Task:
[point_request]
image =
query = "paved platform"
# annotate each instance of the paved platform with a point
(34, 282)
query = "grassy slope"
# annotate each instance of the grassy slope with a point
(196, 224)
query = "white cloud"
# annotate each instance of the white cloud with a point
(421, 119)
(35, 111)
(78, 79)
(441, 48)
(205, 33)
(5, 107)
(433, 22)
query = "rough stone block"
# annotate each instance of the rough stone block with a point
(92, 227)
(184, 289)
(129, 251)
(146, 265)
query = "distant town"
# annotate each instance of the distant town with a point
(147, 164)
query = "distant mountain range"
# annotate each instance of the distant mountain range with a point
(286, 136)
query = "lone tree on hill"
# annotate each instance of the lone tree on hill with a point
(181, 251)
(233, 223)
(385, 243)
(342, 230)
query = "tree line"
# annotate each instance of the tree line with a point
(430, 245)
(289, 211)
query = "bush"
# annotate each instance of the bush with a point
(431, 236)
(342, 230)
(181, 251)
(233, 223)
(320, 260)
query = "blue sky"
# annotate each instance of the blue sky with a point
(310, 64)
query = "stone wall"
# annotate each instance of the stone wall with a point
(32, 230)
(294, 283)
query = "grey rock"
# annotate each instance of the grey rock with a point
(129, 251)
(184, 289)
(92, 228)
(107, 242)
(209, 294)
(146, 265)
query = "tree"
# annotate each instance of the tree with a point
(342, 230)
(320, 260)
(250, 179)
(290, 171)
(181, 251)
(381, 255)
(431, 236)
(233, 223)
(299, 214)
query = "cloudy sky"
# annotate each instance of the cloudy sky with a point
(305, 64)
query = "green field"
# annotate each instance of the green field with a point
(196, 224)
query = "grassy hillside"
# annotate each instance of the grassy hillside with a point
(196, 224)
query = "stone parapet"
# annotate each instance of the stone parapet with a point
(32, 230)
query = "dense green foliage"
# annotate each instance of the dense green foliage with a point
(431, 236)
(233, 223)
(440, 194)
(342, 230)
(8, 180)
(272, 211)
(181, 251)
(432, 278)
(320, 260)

-*-*-

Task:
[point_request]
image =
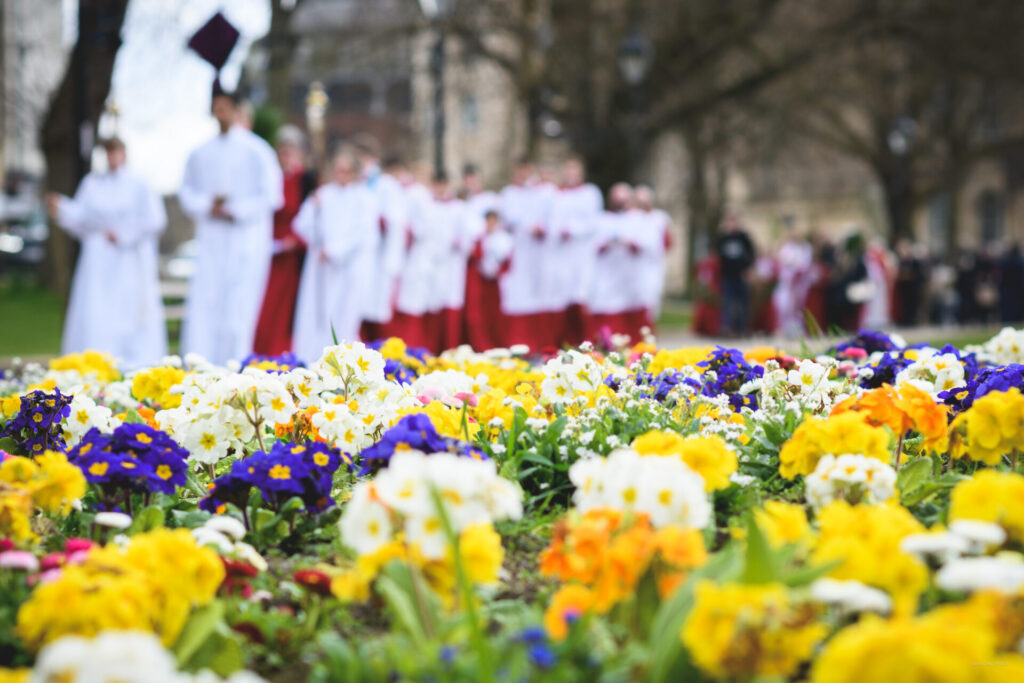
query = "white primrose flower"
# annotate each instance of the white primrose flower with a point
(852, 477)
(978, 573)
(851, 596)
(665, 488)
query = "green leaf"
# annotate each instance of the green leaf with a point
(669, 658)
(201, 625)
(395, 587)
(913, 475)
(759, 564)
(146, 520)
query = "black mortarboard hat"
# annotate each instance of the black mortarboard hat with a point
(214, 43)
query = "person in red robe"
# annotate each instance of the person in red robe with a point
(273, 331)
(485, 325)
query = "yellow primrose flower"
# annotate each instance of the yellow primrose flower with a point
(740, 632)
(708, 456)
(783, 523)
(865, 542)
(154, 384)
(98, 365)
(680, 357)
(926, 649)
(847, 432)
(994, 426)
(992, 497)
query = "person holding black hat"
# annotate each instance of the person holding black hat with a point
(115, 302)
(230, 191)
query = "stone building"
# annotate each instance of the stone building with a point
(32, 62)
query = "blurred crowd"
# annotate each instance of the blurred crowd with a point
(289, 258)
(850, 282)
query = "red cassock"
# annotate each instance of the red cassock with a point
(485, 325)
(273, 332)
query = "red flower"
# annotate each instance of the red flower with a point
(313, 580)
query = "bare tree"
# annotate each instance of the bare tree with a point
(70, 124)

-*-*-

WHAT YOU ARE ASKED TO DO: List every line in the rows above that contains the string "green", treating uppercase and lowercase as distinct.

THE RESULT:
query = "green field"
# annotate each instance of the green field with a point
query = "dense green foliage"
# annotate each instance of the dense green foliage with a point
query = "green leaf"
# annotate each instance of the green leaf with a point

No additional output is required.